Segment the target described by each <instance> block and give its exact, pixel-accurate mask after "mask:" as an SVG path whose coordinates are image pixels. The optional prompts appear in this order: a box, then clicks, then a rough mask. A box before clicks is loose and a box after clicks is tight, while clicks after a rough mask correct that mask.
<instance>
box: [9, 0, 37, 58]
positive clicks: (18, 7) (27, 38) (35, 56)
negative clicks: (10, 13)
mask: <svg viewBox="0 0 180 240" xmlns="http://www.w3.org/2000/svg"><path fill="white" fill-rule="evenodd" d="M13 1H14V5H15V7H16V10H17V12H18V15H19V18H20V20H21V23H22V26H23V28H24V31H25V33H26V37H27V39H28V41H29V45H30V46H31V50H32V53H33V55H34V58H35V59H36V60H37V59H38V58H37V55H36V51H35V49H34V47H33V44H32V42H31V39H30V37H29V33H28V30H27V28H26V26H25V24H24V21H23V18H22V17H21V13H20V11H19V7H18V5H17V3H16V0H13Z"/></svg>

==

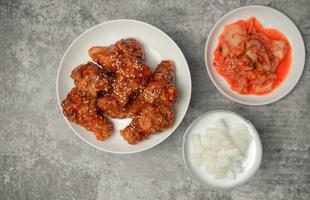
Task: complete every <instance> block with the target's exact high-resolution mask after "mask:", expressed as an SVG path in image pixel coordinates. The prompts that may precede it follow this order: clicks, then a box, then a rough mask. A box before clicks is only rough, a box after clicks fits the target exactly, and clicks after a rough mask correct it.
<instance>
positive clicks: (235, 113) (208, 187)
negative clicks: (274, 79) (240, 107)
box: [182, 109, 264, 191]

** TASK INSTRUCTIONS **
Using the records above, say how many lines include the string "positive". Only the number is wanted.

** YOUR RESPONSE **
2